» **Brief**: Locate each line in the rows below that contains the string "blue" and copy those lines out in full. Case matters when matching.

» **Provided material**:
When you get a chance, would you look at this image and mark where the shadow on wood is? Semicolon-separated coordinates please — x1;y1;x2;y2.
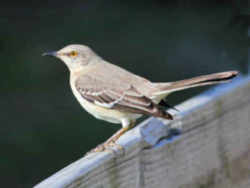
35;75;250;188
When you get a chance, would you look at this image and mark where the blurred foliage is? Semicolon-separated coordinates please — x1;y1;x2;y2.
0;0;249;187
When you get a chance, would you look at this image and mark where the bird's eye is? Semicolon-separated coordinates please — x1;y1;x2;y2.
69;51;78;57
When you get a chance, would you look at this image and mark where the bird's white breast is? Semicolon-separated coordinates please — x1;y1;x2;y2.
70;76;141;124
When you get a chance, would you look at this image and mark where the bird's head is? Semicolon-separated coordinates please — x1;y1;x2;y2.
43;44;99;71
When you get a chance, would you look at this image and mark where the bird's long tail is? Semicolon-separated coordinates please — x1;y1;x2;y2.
153;71;238;101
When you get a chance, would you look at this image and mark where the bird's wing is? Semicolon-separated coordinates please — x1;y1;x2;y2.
75;74;171;119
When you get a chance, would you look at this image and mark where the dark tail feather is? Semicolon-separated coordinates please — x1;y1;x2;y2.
158;71;238;93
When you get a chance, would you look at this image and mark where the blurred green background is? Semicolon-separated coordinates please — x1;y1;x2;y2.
0;0;250;188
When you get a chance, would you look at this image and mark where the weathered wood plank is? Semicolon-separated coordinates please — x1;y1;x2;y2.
35;78;250;188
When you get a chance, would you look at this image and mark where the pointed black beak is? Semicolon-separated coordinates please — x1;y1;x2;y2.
42;51;57;57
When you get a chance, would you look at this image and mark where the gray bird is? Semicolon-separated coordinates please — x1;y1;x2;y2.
43;45;238;152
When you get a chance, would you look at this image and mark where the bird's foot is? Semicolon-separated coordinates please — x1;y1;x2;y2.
86;139;124;155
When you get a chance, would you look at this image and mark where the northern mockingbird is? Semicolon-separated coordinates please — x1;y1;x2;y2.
43;45;238;151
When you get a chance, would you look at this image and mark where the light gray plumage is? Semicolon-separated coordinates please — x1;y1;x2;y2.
44;45;238;153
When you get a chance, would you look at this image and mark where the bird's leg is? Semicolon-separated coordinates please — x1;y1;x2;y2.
87;122;135;154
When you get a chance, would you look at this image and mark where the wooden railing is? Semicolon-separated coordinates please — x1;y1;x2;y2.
35;78;250;188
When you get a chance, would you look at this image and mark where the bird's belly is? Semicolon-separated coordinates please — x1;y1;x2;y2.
72;82;142;124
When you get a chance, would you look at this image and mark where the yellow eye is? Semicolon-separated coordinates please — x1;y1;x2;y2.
69;51;78;57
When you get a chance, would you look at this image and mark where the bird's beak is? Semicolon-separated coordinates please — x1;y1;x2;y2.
42;51;57;57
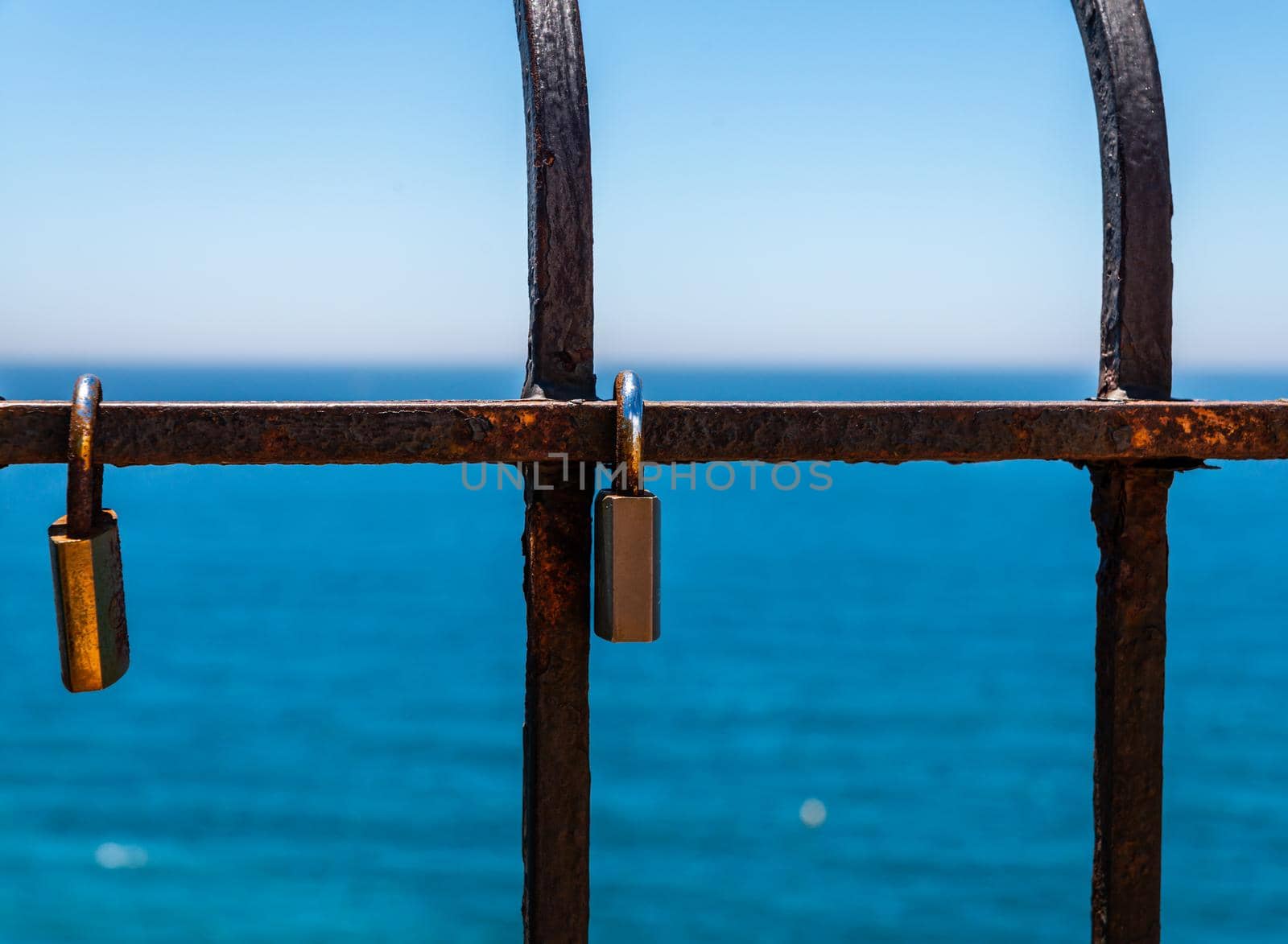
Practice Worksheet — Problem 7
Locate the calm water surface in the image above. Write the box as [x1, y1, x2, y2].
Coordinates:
[0, 365, 1288, 944]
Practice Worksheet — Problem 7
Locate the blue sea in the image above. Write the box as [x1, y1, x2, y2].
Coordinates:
[0, 365, 1288, 944]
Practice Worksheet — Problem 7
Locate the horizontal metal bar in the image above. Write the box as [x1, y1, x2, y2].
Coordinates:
[0, 401, 1288, 466]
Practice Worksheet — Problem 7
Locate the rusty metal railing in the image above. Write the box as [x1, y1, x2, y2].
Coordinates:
[0, 0, 1288, 944]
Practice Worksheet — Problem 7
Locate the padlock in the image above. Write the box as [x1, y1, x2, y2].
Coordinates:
[49, 373, 130, 691]
[595, 371, 662, 643]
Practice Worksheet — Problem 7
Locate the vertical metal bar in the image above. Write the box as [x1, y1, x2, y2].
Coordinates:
[514, 0, 595, 942]
[1071, 0, 1172, 944]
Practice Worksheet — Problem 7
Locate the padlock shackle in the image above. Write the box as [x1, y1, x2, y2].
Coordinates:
[67, 373, 103, 537]
[613, 371, 644, 495]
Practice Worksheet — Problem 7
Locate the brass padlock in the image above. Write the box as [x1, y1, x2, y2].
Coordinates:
[49, 373, 130, 691]
[595, 371, 662, 643]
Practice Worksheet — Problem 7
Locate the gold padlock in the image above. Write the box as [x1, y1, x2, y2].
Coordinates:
[595, 371, 662, 643]
[49, 373, 130, 691]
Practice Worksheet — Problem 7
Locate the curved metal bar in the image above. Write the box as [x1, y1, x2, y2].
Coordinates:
[1071, 0, 1172, 944]
[514, 0, 595, 399]
[514, 0, 595, 942]
[1071, 0, 1172, 399]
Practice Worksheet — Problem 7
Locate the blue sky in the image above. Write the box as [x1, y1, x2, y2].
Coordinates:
[0, 0, 1288, 372]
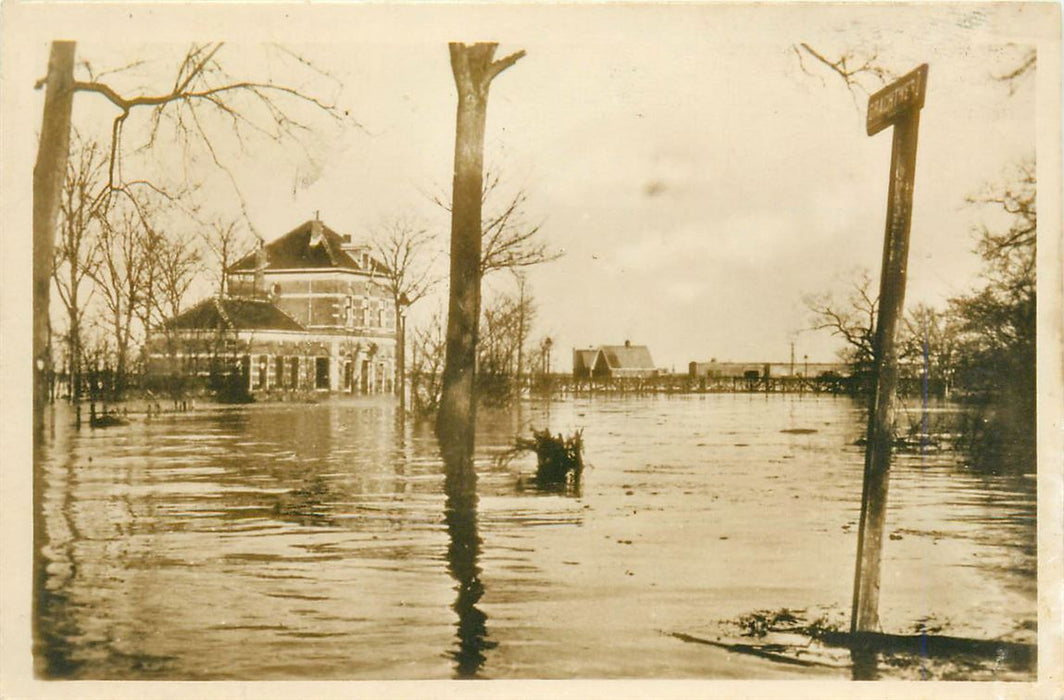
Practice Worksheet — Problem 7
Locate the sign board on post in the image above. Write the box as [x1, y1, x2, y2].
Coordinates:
[850, 64, 928, 646]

» **Solution to this problem**:
Locate the blue sea in the image above. Write the box as [x1, y1, x2, y2].
Locate the blue sky in the image above. Write the box as [x1, y1, x2, y2].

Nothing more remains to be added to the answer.